*TEXT SHOWN*
## begin
I graduated from the University of Liverpool in 2016 with a first class MeSci geology degree. My main interests lie in structural, geomechanics and sedimentological disciplines, for which I tailored my undergraduate modules toward.

During my 3rd year project I spent 7 weeks mapping in the Spanish Pyrenees looking at carbonate and clastic syn-tectonic sediments within a wedge top basin.

For my 4th year project I conducted a field based investigation of the facies controls on deformation band development within a mixed Aeolian-fluvial formation of the Sherwood sandstone group. Particularly the effect of grain size distribution on deformation band density and geometry within a fluvial end member unit. This put me in perfect stead to continue this research on a grander scale by undertaking a PhD at Keele.

Research and scholarship


Sedimentary controls on secondary processes: Deformation bands in reservoirs

Supervisors: Dr Ian Stimpson (Keele)

Dr Oliver Wakefield (BGS)


The type and distribution of lithofacies, borne of primary sedimentological processes, has a direct control on the physical properties of sediment bodies, and it is therefore unsurprising that facies distributions exert some control on the development and distribution of small-scale structures, such as deformation bands, which are the main deformation element of fault zones in porous sandstones [1].

The relationships between deformation bands and larger scale faults have been well documented [2] as have relationships to bulk lithology [3], but little attention has been given to controls on deformation band formation by depositional processes and facies directly. Preliminary field observations, by the present authors indicate that structural deformation bands occur preferentially within clean, aeolian sandstones, and less so in more immature (but good reservoir) fluvial facies subject to the same regional and local stresses. However, the structures and exact geometries that these deformation bands inhabit, and their relationships to lithofacies, are poorly understood.
## end
*PROMPT A*
Put the region outline records, from the start through the line containing "77], [187, 79]]]", into a Markdown table with the columns Row and Line. Each row holds a row number and one line. Skip blank lines, and omit the pictures from the answer.
The records are unrelated to the text on deformation band research.

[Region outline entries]
## begin
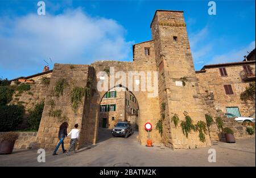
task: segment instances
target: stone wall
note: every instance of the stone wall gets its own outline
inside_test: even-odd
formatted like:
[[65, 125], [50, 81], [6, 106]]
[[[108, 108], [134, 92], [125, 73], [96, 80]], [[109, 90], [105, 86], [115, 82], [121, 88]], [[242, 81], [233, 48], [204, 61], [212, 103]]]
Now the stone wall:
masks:
[[[206, 122], [203, 101], [197, 96], [199, 89], [183, 13], [157, 11], [151, 27], [159, 71], [159, 105], [163, 103], [166, 105], [162, 111], [165, 116], [162, 141], [166, 146], [174, 149], [209, 146], [211, 143], [208, 135], [205, 135], [204, 143], [200, 141], [198, 133], [192, 132], [187, 138], [180, 126], [176, 128], [171, 122], [175, 113], [180, 120], [184, 120], [184, 111], [192, 117], [193, 124], [199, 121]], [[185, 86], [180, 84], [181, 78], [184, 77], [187, 79]]]
[[[255, 65], [250, 65], [255, 69]], [[241, 65], [225, 67], [226, 77], [221, 77], [218, 68], [207, 69], [205, 72], [196, 74], [201, 94], [212, 93], [216, 109], [226, 112], [226, 107], [237, 107], [242, 116], [249, 117], [255, 113], [253, 103], [245, 103], [240, 100], [240, 94], [249, 86], [250, 82], [244, 82], [240, 73], [243, 70]], [[226, 95], [224, 84], [231, 84], [233, 95]]]
[[[15, 132], [19, 135], [15, 141], [14, 149], [31, 149], [38, 146], [36, 142], [37, 132]], [[4, 132], [0, 132], [0, 134]]]
[[[215, 121], [215, 119], [214, 119]], [[250, 135], [246, 131], [247, 126], [242, 122], [237, 122], [234, 118], [224, 118], [224, 128], [228, 127], [234, 132], [234, 136], [236, 139], [251, 138], [255, 136], [255, 134]], [[210, 126], [210, 139], [212, 141], [225, 141], [225, 136], [218, 129], [217, 125], [214, 124]]]
[[19, 126], [19, 129], [27, 128], [28, 127], [27, 118], [29, 115], [28, 111], [33, 109], [35, 104], [43, 101], [46, 98], [48, 91], [48, 86], [43, 84], [40, 79], [42, 77], [51, 78], [52, 74], [46, 74], [32, 78], [35, 82], [29, 83], [30, 90], [29, 91], [23, 91], [22, 94], [19, 94], [16, 91], [13, 95], [13, 100], [10, 102], [10, 104], [22, 104], [25, 109], [24, 115], [24, 120], [22, 124]]
[[[85, 126], [82, 122], [83, 119], [84, 105], [85, 99], [79, 104], [76, 111], [71, 107], [71, 92], [75, 86], [84, 87], [86, 86], [89, 76], [89, 65], [71, 65], [55, 63], [54, 65], [50, 84], [46, 94], [44, 111], [40, 124], [37, 141], [41, 143], [41, 147], [53, 149], [59, 142], [58, 132], [60, 124], [67, 121], [69, 124], [68, 132], [69, 132], [75, 124], [79, 124], [79, 129], [81, 130], [80, 137], [84, 137], [84, 130]], [[69, 86], [64, 88], [63, 95], [56, 96], [53, 92], [56, 82], [60, 79], [64, 79]], [[53, 101], [55, 105], [52, 107], [51, 101]], [[60, 110], [60, 117], [54, 117], [51, 115], [50, 111]], [[69, 139], [64, 141], [65, 146], [69, 145]]]
[[[110, 90], [112, 91], [113, 90]], [[100, 112], [99, 127], [102, 127], [102, 118], [107, 118], [107, 128], [113, 128], [118, 122], [118, 120], [124, 121], [125, 120], [125, 92], [117, 92], [116, 98], [102, 98], [101, 105], [115, 104], [115, 111]], [[112, 117], [114, 120], [112, 120]]]

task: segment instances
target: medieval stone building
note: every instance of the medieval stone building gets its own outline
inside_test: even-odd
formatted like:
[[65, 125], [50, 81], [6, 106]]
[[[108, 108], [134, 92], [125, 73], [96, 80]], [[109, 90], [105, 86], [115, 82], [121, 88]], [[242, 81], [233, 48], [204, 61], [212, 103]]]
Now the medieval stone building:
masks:
[[[153, 143], [163, 143], [173, 149], [208, 146], [211, 145], [208, 134], [205, 133], [205, 140], [202, 141], [197, 131], [192, 130], [188, 135], [183, 133], [180, 124], [185, 120], [186, 116], [190, 116], [192, 123], [196, 124], [199, 121], [206, 122], [205, 114], [207, 113], [214, 117], [230, 111], [239, 111], [240, 115], [246, 116], [255, 113], [253, 108], [239, 98], [240, 94], [255, 79], [255, 59], [207, 65], [195, 71], [183, 11], [156, 11], [150, 28], [152, 40], [133, 45], [133, 62], [55, 63], [51, 76], [48, 76], [50, 78], [48, 85], [46, 87], [40, 80], [35, 80], [32, 88], [36, 98], [26, 95], [20, 99], [25, 100], [28, 103], [25, 104], [30, 107], [44, 99], [36, 136], [40, 147], [52, 149], [56, 146], [59, 141], [59, 126], [63, 121], [68, 121], [68, 130], [75, 123], [79, 124], [81, 130], [79, 143], [82, 147], [97, 143], [99, 126], [112, 128], [118, 120], [135, 123], [139, 129], [138, 140], [142, 145], [146, 145], [147, 139], [144, 124], [150, 122], [153, 125], [150, 133]], [[109, 71], [110, 67], [114, 68], [114, 72], [108, 74], [109, 76], [98, 76], [101, 71]], [[135, 71], [132, 80], [138, 81], [134, 85], [129, 86], [130, 79], [129, 75], [125, 75], [125, 83], [117, 78], [114, 86], [108, 85], [108, 91], [98, 90], [99, 82], [111, 82], [113, 75], [131, 71]], [[145, 72], [147, 73], [146, 77], [143, 75]], [[44, 75], [49, 74], [39, 74], [36, 77]], [[65, 81], [68, 87], [63, 87], [63, 92], [57, 96], [55, 88], [60, 81]], [[134, 90], [144, 84], [146, 90]], [[126, 88], [125, 91], [116, 92], [120, 86]], [[86, 94], [74, 109], [70, 96], [77, 87], [86, 88]], [[157, 95], [154, 95], [156, 91]], [[113, 100], [109, 96], [113, 96], [111, 97]], [[119, 106], [122, 109], [117, 112]], [[53, 111], [60, 111], [59, 117], [51, 115]], [[177, 125], [172, 121], [174, 116], [179, 118]], [[162, 133], [156, 129], [159, 121], [162, 123]], [[65, 139], [65, 143], [68, 142]]]

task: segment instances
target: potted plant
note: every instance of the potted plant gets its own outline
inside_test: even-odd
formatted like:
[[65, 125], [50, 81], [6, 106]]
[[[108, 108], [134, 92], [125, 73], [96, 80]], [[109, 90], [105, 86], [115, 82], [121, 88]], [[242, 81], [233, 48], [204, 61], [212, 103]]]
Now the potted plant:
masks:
## end
*PROMPT B*
In the text on deformation band research, take the part that opens with the words containing "Sedimentary controls on" and closes with "porous sandstones [1].". Write it out again with "fault zones" substituted by "shear zones".

*EXERCISE RESULT A*
| Row | Line |
|---|---|
| 1 | task: segment instances |
| 2 | target: stone wall |
| 3 | note: every instance of the stone wall gets its own outline |
| 4 | inside_test: even-odd |
| 5 | formatted like: |
| 6 | [[65, 125], [50, 81], [6, 106]] |
| 7 | [[[108, 108], [134, 92], [125, 73], [96, 80]], [[109, 90], [105, 86], [115, 82], [121, 88]], [[242, 81], [233, 48], [204, 61], [212, 103]]] |
| 8 | Now the stone wall: |
| 9 | masks: |
| 10 | [[[206, 122], [203, 101], [197, 96], [199, 89], [183, 13], [157, 11], [151, 27], [159, 71], [159, 105], [163, 103], [166, 105], [162, 111], [165, 116], [162, 141], [166, 146], [174, 149], [209, 146], [211, 143], [208, 135], [205, 135], [204, 143], [200, 141], [198, 133], [192, 132], [187, 138], [180, 126], [176, 128], [171, 122], [175, 113], [180, 120], [184, 120], [184, 111], [192, 117], [193, 124], [199, 121]], [[185, 86], [180, 84], [181, 78], [184, 77], [187, 79]]] |

*EXERCISE RESULT B*
Sedimentary controls on secondary processes: Deformation bands in reservoirs

Supervisors: Dr Ian Stimpson (Keele)

Dr Oliver Wakefield (BGS)


The type and distribution of lithofacies, borne of primary sedimentological processes, has a direct control on the physical properties of sediment bodies, and it is therefore unsurprising that facies distributions exert some control on the development and distribution of small-scale structures, such as deformation bands, which are the main deformation element of shear zones in porous sandstones [1].